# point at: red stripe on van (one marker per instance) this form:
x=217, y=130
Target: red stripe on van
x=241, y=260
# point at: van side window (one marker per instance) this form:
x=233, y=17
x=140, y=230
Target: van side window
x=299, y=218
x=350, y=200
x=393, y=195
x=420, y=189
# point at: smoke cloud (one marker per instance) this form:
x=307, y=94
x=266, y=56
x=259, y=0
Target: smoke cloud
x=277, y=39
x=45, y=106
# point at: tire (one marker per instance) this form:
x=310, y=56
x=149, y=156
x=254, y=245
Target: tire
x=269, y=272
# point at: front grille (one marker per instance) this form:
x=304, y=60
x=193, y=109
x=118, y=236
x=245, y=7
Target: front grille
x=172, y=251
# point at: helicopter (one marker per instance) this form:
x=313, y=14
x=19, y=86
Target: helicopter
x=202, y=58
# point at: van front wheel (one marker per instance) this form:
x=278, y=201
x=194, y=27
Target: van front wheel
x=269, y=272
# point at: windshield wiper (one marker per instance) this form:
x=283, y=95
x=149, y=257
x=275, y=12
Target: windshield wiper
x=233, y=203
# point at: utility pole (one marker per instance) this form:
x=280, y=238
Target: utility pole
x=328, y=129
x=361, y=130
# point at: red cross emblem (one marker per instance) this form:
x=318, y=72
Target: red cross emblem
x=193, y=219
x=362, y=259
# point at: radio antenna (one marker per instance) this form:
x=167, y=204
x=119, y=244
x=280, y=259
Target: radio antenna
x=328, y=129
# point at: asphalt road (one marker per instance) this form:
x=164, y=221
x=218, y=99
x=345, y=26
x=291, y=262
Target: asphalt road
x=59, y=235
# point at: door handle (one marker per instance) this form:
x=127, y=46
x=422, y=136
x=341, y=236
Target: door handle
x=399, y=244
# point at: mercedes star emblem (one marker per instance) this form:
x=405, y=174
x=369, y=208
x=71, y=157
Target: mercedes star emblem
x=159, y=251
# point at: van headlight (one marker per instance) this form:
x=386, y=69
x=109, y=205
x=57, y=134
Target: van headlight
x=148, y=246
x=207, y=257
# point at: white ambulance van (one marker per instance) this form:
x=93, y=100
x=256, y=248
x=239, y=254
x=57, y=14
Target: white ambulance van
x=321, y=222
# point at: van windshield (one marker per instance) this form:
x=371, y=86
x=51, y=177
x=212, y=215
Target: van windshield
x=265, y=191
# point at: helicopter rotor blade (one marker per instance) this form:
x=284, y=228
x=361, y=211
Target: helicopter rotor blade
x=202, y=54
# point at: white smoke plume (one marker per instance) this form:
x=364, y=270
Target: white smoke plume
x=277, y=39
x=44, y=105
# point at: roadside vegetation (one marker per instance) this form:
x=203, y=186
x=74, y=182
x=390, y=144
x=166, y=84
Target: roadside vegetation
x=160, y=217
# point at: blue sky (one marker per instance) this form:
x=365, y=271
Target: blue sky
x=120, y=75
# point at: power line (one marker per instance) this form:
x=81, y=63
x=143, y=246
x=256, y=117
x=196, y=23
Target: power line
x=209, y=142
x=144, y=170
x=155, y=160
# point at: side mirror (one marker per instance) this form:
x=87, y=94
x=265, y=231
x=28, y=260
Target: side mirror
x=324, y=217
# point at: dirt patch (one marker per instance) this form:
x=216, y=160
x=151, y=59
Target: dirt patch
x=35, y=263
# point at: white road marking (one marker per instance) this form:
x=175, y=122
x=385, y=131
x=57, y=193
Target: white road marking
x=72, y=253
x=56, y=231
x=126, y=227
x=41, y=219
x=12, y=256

* * * * * * *

**YOUR GOAL**
Copy each line of the material exactly as shown.

**RESPONSE TO THE EXERCISE**
# point at: red stripe on van (one marker per instance) this form:
x=217, y=130
Target: red stripe on van
x=241, y=260
# point at: van side window (one marker per instance) this form:
x=233, y=17
x=140, y=230
Target: van side window
x=299, y=218
x=350, y=200
x=393, y=195
x=420, y=189
# point at: smoke cloud (one marker per instance) this form:
x=307, y=94
x=266, y=56
x=259, y=0
Target: smoke cloud
x=277, y=39
x=45, y=106
# point at: tire (one marker per instance) this form:
x=310, y=56
x=149, y=156
x=254, y=245
Target: tire
x=269, y=272
# point at: front grille (one marker per instance) this form:
x=304, y=60
x=193, y=109
x=118, y=236
x=245, y=7
Target: front grille
x=172, y=251
# point at: helicopter (one marker per instance) this form:
x=313, y=14
x=19, y=86
Target: helicopter
x=202, y=58
# point at: van front wheel (one marker per instance) this form:
x=278, y=201
x=194, y=27
Target: van front wheel
x=269, y=272
# point at: windshield wiper (one marker per instance) this form:
x=283, y=95
x=149, y=257
x=275, y=12
Target: windshield wiper
x=233, y=203
# point at: utility pole (one marker per instance) this form:
x=280, y=238
Target: utility pole
x=328, y=129
x=361, y=130
# point at: red cross emblem (one marker per instance) this form:
x=318, y=72
Target: red cross emblem
x=193, y=219
x=362, y=259
# point at: radio antenna (one marker per instance) this form:
x=167, y=204
x=119, y=244
x=280, y=259
Target: radio antenna
x=328, y=129
# point at: asphalt road (one marker per instance) this form:
x=164, y=221
x=218, y=99
x=345, y=26
x=291, y=262
Target: asphalt road
x=59, y=235
# point at: door handle (one marker per instance) this form:
x=127, y=46
x=422, y=136
x=341, y=236
Target: door handle
x=399, y=244
# point at: mercedes star emblem (one marker per instance) this form:
x=405, y=174
x=369, y=208
x=71, y=157
Target: mercedes star emblem
x=159, y=251
# point at: van headlight (one marker per instance) this form:
x=386, y=69
x=109, y=205
x=57, y=134
Target: van headlight
x=148, y=246
x=207, y=257
# point at: white ambulance van (one marker per instance) this form:
x=93, y=100
x=256, y=248
x=239, y=254
x=57, y=14
Target: white ambulance van
x=321, y=222
# point at: van windshield (one marker per instance) this form:
x=371, y=86
x=51, y=177
x=212, y=215
Target: van windshield
x=265, y=191
# point at: helicopter rotor blade (one marker per instance) this form:
x=284, y=228
x=361, y=211
Target: helicopter rotor blade
x=202, y=54
# point at: white smoke plume (one marker per instance) this form:
x=364, y=270
Target: white smoke plume
x=277, y=39
x=44, y=105
# point at: roadside vegetation (one marker per instance) this form:
x=203, y=186
x=74, y=182
x=390, y=144
x=166, y=84
Target: roadside vegetation
x=160, y=217
# point at: blue sky (one marker per instance) this form:
x=365, y=271
Target: blue sky
x=120, y=75
# point at: power line (one marker per instance) this form:
x=81, y=63
x=143, y=246
x=256, y=117
x=196, y=23
Target: power line
x=209, y=142
x=144, y=170
x=155, y=160
# point at: side mirror (one marker per instance) this form:
x=87, y=94
x=265, y=231
x=28, y=260
Target: side mirror
x=324, y=217
# point at: dirt patch (one marker per instance) this form:
x=216, y=160
x=151, y=59
Target: dirt patch
x=35, y=263
# point at: white road marking (one marker per instance) this form:
x=175, y=122
x=385, y=131
x=57, y=193
Target: white road marking
x=72, y=253
x=56, y=231
x=126, y=227
x=41, y=219
x=12, y=256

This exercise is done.